• [Excerpt]:
....................

This particular doc work's but there's to many to find the one that fails.
I'm not sure what to do at this point and I'm honestly fonsued as to why this would even happen. I'm providing the entities with character-idx so why would there be a mismatch?

Any help would be much appreciated :slight_smile:

Hi! Are you able to find that particular example it fails on in your data? The basic problem here is this: the character offsets in your annotations are referring to spans of texts that do not map to the token boundaries produced by the tokenizer. This means that an NER model, which predicts token-based tags, couldn't be updated with this information and learn anything from it, because it will nevr actually get to see those tokens at runtime.

For instance, imagine you have a text like "AB C", which the tokenizer will split into ["AB", "C"]. If your data annotates a span describing the character offsets for A, this will be a problem, because there isn't a token for A that can be labelled.

So it comes down to finding those cases in your data so you can see what the main problems are. I've posted a script on this thread that you can use to find mismatched character offsets programmatically:

Sometimes, the problem can be caused by basic preprocessing issues and leading/trailing whitespace, or even off-by-one errors in the character offsets (if you've generated them programmatically). Those can be usually be fixed pretty easily in a preprocessing step.

....................

• [Recorded information]:
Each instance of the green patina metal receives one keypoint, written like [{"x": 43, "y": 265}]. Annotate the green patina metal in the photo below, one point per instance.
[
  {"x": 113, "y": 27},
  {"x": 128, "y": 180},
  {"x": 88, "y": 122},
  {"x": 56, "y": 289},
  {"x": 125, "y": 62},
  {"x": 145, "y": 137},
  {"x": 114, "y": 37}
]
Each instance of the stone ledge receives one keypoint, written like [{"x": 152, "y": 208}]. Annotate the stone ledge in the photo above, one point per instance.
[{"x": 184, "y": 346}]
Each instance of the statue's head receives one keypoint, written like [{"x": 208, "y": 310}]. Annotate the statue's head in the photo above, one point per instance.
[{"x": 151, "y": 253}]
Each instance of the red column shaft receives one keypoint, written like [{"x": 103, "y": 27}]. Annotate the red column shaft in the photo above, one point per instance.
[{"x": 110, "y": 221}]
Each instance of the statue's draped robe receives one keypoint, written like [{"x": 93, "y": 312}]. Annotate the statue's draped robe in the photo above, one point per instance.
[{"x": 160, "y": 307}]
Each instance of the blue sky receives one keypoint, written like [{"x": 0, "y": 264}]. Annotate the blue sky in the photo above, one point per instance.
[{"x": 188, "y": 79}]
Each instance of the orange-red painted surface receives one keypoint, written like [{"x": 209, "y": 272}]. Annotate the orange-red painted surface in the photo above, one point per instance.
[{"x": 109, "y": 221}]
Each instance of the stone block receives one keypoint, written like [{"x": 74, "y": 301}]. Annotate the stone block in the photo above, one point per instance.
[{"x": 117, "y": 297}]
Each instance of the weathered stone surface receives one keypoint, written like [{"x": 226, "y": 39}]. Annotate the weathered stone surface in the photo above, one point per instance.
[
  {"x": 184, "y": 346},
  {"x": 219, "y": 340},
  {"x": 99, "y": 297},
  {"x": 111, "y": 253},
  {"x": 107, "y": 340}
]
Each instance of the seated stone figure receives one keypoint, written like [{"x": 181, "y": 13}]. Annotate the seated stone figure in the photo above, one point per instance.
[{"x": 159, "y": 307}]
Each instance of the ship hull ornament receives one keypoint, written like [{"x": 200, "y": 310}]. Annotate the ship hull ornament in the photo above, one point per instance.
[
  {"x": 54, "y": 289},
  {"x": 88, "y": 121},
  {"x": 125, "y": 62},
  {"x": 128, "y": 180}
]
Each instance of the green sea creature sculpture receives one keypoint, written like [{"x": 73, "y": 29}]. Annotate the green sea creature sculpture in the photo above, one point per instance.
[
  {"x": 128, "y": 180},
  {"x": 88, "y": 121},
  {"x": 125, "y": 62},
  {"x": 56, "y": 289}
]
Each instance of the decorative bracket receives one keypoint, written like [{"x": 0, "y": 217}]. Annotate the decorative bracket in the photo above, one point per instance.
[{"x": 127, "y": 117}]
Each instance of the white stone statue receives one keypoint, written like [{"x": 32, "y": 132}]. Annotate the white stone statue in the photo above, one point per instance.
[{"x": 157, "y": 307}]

....................

• [What to do]:
A. In the thread on mismatched character offsets, what tokens does the tokenizer produce from the text "AB C"?
B. Translate this sentence from the thread on mismatched character offsets into Spanish: "So it comes down to finding those cases in your data so you can see what the main problems are."
The entries above are not needed for this work.

• [Numbered responses]:
A. "AB" and "C".

B. Así que todo se reduce a encontrar esos casos en tus datos para que puedas ver cuáles son los problemas principales.